Exercise: Reproduce the entries in full. Exclude all images from the copy.

[[ Task input open ]]

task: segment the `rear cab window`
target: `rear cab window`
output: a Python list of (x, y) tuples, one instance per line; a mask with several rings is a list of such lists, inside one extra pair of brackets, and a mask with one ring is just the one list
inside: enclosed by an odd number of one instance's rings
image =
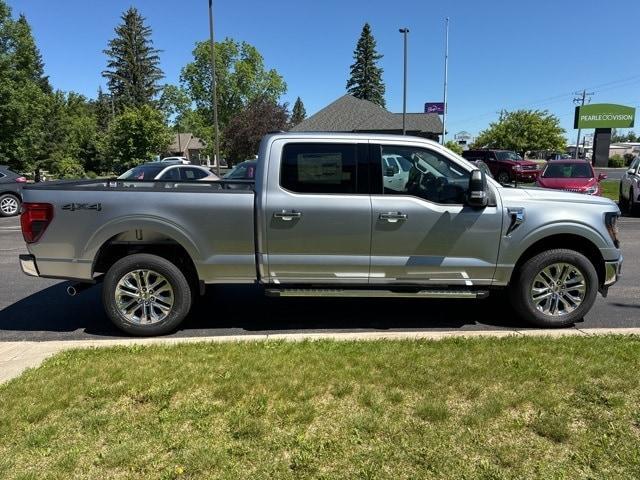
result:
[(282, 149), (280, 186), (295, 193), (357, 193), (357, 145), (286, 144)]

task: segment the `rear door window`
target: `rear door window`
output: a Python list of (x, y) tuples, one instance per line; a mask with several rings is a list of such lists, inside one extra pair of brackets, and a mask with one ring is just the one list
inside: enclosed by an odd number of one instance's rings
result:
[(356, 193), (356, 144), (289, 143), (280, 185), (297, 193)]

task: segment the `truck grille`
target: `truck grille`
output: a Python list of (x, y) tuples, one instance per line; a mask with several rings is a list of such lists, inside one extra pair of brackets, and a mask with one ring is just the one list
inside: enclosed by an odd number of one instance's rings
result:
[(537, 170), (538, 166), (537, 165), (523, 165), (522, 169), (523, 170)]
[(582, 193), (582, 189), (580, 188), (563, 188), (565, 192), (574, 192), (574, 193)]

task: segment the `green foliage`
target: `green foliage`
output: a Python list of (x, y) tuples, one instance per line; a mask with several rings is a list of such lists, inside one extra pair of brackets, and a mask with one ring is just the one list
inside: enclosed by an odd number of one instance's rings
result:
[(376, 51), (376, 40), (368, 23), (362, 27), (360, 39), (353, 52), (354, 63), (347, 80), (347, 92), (356, 98), (362, 98), (385, 106), (385, 85), (382, 81), (382, 68), (377, 64), (382, 58)]
[[(265, 68), (264, 59), (254, 46), (226, 38), (216, 43), (215, 52), (218, 120), (221, 130), (251, 101), (265, 97), (275, 102), (286, 92), (287, 85), (282, 76), (275, 69)], [(194, 101), (198, 115), (204, 119), (205, 124), (213, 125), (209, 42), (198, 42), (193, 58), (193, 62), (182, 69), (180, 80)]]
[(224, 130), (223, 147), (234, 164), (258, 153), (260, 140), (269, 131), (286, 127), (289, 115), (284, 105), (269, 98), (257, 98), (234, 116)]
[(447, 140), (444, 146), (447, 147), (452, 152), (457, 153), (458, 155), (462, 155), (462, 152), (464, 151), (464, 149), (462, 148), (462, 145), (460, 145), (458, 142), (455, 142), (453, 140)]
[(633, 153), (625, 153), (624, 154), (624, 165), (626, 167), (631, 165), (631, 162), (633, 162), (634, 158), (636, 158), (636, 156)]
[(104, 139), (108, 168), (123, 172), (165, 152), (171, 132), (159, 110), (143, 105), (126, 108), (113, 119)]
[(307, 118), (307, 111), (304, 108), (304, 104), (300, 97), (296, 98), (296, 103), (293, 104), (293, 110), (291, 112), (290, 124), (292, 127), (298, 125), (305, 118)]
[(164, 113), (167, 120), (173, 120), (176, 126), (189, 112), (191, 99), (186, 90), (176, 85), (165, 85), (158, 100), (158, 108)]
[(633, 130), (629, 130), (627, 133), (619, 133), (618, 129), (614, 128), (611, 131), (611, 142), (637, 142), (640, 140), (640, 136), (636, 136)]
[(516, 110), (504, 112), (499, 121), (478, 135), (475, 148), (514, 150), (522, 156), (529, 150), (563, 151), (564, 129), (548, 111)]
[(622, 168), (625, 165), (624, 157), (618, 153), (609, 157), (609, 167)]
[(144, 24), (144, 17), (130, 7), (121, 18), (122, 23), (115, 28), (116, 37), (104, 50), (109, 60), (102, 72), (119, 112), (127, 106), (150, 103), (164, 76), (159, 67), (159, 50), (153, 48), (151, 28)]
[(85, 171), (82, 164), (71, 157), (58, 157), (52, 162), (50, 172), (55, 178), (82, 178)]

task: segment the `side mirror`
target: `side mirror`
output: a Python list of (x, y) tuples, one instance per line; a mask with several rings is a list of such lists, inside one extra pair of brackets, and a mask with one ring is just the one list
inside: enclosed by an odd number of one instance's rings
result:
[(484, 208), (489, 204), (487, 189), (487, 176), (482, 170), (474, 170), (469, 178), (467, 190), (467, 205), (475, 208)]
[(633, 168), (627, 170), (627, 175), (633, 175), (634, 173), (636, 173), (636, 171)]
[(607, 178), (607, 174), (606, 173), (601, 173), (601, 174), (598, 175), (598, 181), (599, 182), (601, 182), (605, 178)]
[(387, 167), (384, 171), (384, 176), (385, 177), (393, 177), (395, 174), (398, 173), (398, 167), (396, 166), (391, 166), (391, 167)]

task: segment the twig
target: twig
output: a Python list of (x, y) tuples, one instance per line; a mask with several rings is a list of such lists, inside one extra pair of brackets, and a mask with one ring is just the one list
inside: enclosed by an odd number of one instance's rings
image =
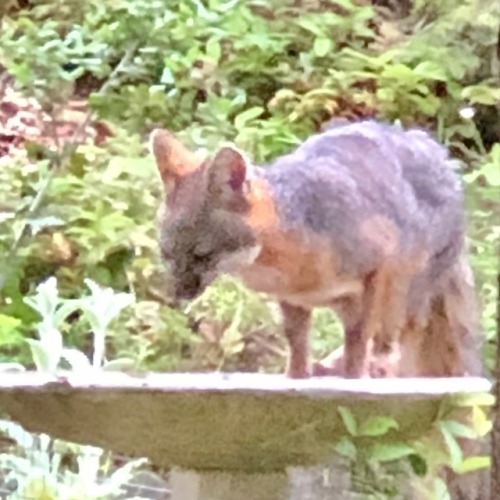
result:
[[(59, 137), (59, 134), (57, 132), (57, 112), (50, 113), (50, 134), (52, 136), (52, 139), (54, 140), (54, 144), (56, 145), (56, 150), (57, 150), (57, 157), (62, 158), (63, 151), (61, 148), (61, 139)], [(60, 165), (57, 165), (60, 166)]]
[[(104, 82), (104, 84), (101, 86), (97, 94), (105, 94), (110, 87), (112, 87), (116, 81), (118, 80), (118, 75), (119, 73), (126, 67), (126, 65), (131, 61), (131, 59), (134, 57), (135, 52), (137, 51), (139, 47), (139, 44), (135, 42), (132, 44), (129, 49), (125, 52), (123, 55), (122, 59), (120, 62), (115, 66), (111, 74), (109, 75), (109, 78)], [(6, 262), (11, 263), (13, 259), (16, 257), (17, 251), (21, 247), (21, 244), (24, 241), (24, 238), (28, 235), (28, 230), (29, 230), (29, 222), (28, 219), (31, 218), (33, 215), (35, 215), (38, 212), (38, 209), (40, 208), (42, 202), (45, 199), (45, 196), (47, 195), (49, 188), (52, 184), (52, 181), (54, 180), (54, 177), (56, 173), (58, 172), (57, 166), (63, 165), (65, 161), (74, 153), (76, 148), (79, 146), (81, 140), (82, 140), (82, 135), (85, 132), (85, 129), (89, 125), (89, 123), (92, 121), (92, 118), (94, 117), (94, 111), (89, 109), (87, 111), (87, 114), (85, 115), (85, 118), (83, 121), (78, 125), (78, 127), (75, 129), (73, 132), (73, 135), (71, 137), (71, 140), (65, 144), (65, 147), (60, 149), (56, 155), (51, 157), (49, 160), (49, 174), (45, 178), (45, 182), (41, 186), (40, 190), (36, 194), (34, 200), (31, 202), (30, 206), (28, 207), (28, 210), (26, 212), (25, 216), (25, 221), (21, 227), (21, 230), (19, 231), (16, 239), (12, 243), (12, 246), (9, 249), (9, 252), (6, 257)], [(3, 272), (0, 274), (0, 293), (3, 290), (3, 287), (5, 286), (5, 282), (7, 281), (7, 278), (9, 277), (9, 273), (11, 272), (11, 269), (13, 266), (9, 266), (9, 268), (4, 269)]]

[[ Task input closed ]]

Result below:
task: segment the `rear cab window`
target: `rear cab window`
output: a Python list of (x, y) tuples, one instance per line; a mask with several rings is a list of such lists, inside one extra pair of brackets, and a mask with one ring is just the one list
inside: enclosed by an odd number of one instance's rings
image =
result:
[(282, 149), (280, 186), (295, 193), (357, 193), (357, 145), (286, 144)]

task: segment the `rear door window`
target: `rear door window`
output: a Python list of (x, y) tuples, one instance per line; a mask with several rings is a list of such lists, inside one extra pair of brackets, and a mask with one ring is just the one list
inside: enclosed by an odd number of one instance's rings
result:
[(356, 193), (356, 144), (289, 143), (280, 185), (297, 193)]

task: segment the `truck grille`
target: `truck grille`
output: a Python list of (x, y) tuples, one instance per line; a mask with several rings is a list of such lists, inside one extra pair of brackets, and a mask with one ring is just the one list
inside: enclosed by an odd number of one instance's rings
result:
[(537, 170), (538, 166), (537, 165), (523, 165), (522, 169), (523, 170)]
[(582, 193), (582, 189), (580, 188), (563, 188), (565, 192), (574, 192), (574, 193)]

task: segment the `green foliage`
target: `green foliage`
output: a Python list of (x, y) tuples, one instance per line; a mask with several rings is a list of such lists, inside one extra pair of brackets, and a mask with one ring is just the one list
inside: enclosed by an odd number of one instance's rings
result:
[(376, 51), (376, 40), (368, 23), (362, 27), (360, 39), (353, 52), (354, 63), (347, 80), (347, 92), (356, 98), (362, 98), (385, 106), (385, 85), (382, 81), (382, 68), (377, 64), (382, 58)]
[[(265, 68), (264, 59), (254, 46), (226, 38), (216, 43), (215, 52), (218, 120), (221, 130), (251, 101), (265, 97), (275, 102), (286, 92), (287, 85), (282, 76), (275, 69)], [(194, 101), (198, 115), (204, 119), (205, 124), (213, 125), (209, 42), (198, 42), (193, 58), (193, 62), (182, 69), (180, 80)]]
[(224, 130), (223, 147), (234, 164), (258, 153), (260, 140), (269, 131), (286, 127), (289, 115), (284, 105), (269, 98), (257, 98), (234, 116)]
[(447, 140), (444, 146), (447, 147), (452, 152), (457, 153), (458, 155), (462, 155), (462, 152), (464, 151), (464, 149), (462, 148), (462, 145), (460, 145), (458, 142), (455, 142), (453, 140)]
[(633, 153), (625, 153), (624, 154), (624, 165), (626, 167), (631, 165), (631, 162), (633, 162), (634, 158), (636, 158), (636, 156)]
[(104, 139), (108, 168), (123, 172), (165, 152), (171, 132), (159, 110), (143, 105), (126, 108), (113, 119)]
[(307, 118), (307, 111), (304, 108), (304, 104), (300, 97), (296, 98), (296, 103), (293, 104), (293, 110), (291, 112), (290, 124), (292, 127), (298, 125), (305, 118)]
[(164, 113), (167, 120), (173, 120), (176, 126), (189, 112), (191, 99), (186, 90), (176, 85), (165, 85), (158, 100), (158, 108)]
[(633, 130), (629, 130), (627, 133), (619, 133), (618, 129), (614, 128), (611, 131), (611, 142), (637, 142), (640, 140), (640, 136), (636, 136)]
[(516, 110), (504, 112), (499, 121), (478, 135), (475, 148), (514, 150), (522, 156), (529, 150), (563, 151), (564, 129), (548, 111)]
[(622, 168), (625, 165), (624, 157), (618, 153), (609, 157), (609, 167)]
[(144, 24), (144, 17), (130, 7), (121, 18), (122, 23), (115, 28), (116, 37), (104, 50), (109, 60), (102, 72), (119, 112), (127, 106), (150, 103), (164, 76), (159, 67), (159, 50), (153, 48), (151, 28)]
[(85, 171), (82, 164), (71, 157), (58, 157), (52, 162), (50, 172), (55, 178), (82, 178)]

task: segment the `side mirror`
target: `side mirror`
output: a Python list of (x, y) tuples, one instance per line; a mask with several rings is a list of such lists, inside one extra pair of brackets, and a mask with one ring is just the one list
inside: enclosed by an odd number of one instance's rings
result:
[(484, 208), (489, 204), (487, 189), (487, 176), (482, 170), (474, 170), (469, 178), (467, 190), (467, 205), (475, 208)]
[(633, 168), (627, 170), (627, 175), (633, 175), (634, 173), (636, 173), (636, 171)]
[(607, 178), (607, 174), (606, 173), (601, 173), (601, 174), (598, 175), (598, 181), (599, 182), (601, 182), (605, 178)]
[(387, 167), (384, 171), (384, 176), (385, 177), (393, 177), (395, 174), (398, 173), (398, 167), (396, 166), (391, 166), (391, 167)]

task: segment the twig
target: twig
output: a Python list of (x, y) tuples, one instance per line; a mask with several rings is a list of such lists, inside one extra pair of brackets, and a mask with one ring is just the one list
inside: enclosed by an odd number of one instance's rings
image =
result:
[[(59, 137), (59, 134), (57, 132), (57, 112), (50, 113), (50, 134), (52, 136), (52, 139), (54, 140), (54, 144), (56, 145), (56, 150), (57, 150), (57, 157), (62, 158), (63, 151), (61, 148), (61, 139)], [(60, 165), (57, 165), (60, 166)]]
[[(104, 82), (104, 84), (101, 86), (97, 94), (105, 94), (110, 87), (112, 87), (116, 81), (118, 80), (118, 75), (119, 73), (126, 67), (126, 65), (131, 61), (131, 59), (134, 57), (135, 52), (137, 51), (139, 47), (139, 44), (135, 42), (132, 44), (129, 49), (125, 52), (123, 55), (122, 59), (120, 62), (115, 66), (111, 74), (109, 75), (109, 78)], [(6, 262), (11, 263), (13, 259), (16, 257), (17, 251), (21, 247), (21, 244), (24, 241), (24, 238), (28, 235), (28, 230), (29, 230), (29, 222), (28, 219), (31, 218), (33, 215), (35, 215), (38, 212), (38, 209), (40, 208), (42, 202), (45, 199), (45, 196), (47, 195), (49, 188), (52, 184), (52, 181), (54, 180), (54, 177), (56, 173), (58, 172), (57, 166), (63, 165), (65, 161), (74, 153), (76, 148), (79, 146), (81, 140), (82, 140), (82, 135), (85, 132), (85, 129), (89, 125), (89, 123), (92, 121), (92, 118), (94, 117), (94, 111), (89, 109), (87, 111), (87, 114), (85, 115), (85, 118), (83, 121), (78, 125), (78, 127), (75, 129), (73, 132), (73, 135), (71, 137), (71, 140), (65, 144), (65, 147), (60, 149), (56, 155), (51, 157), (49, 160), (49, 174), (45, 178), (45, 182), (41, 186), (40, 190), (36, 194), (34, 200), (31, 202), (30, 206), (28, 207), (28, 210), (26, 212), (25, 216), (25, 221), (21, 227), (21, 230), (19, 231), (16, 239), (12, 243), (12, 246), (9, 249), (9, 252), (6, 257)], [(3, 272), (0, 274), (0, 293), (3, 290), (3, 287), (5, 286), (5, 282), (7, 281), (7, 278), (9, 277), (9, 273), (11, 272), (11, 269), (13, 266), (9, 266), (9, 268), (4, 269)]]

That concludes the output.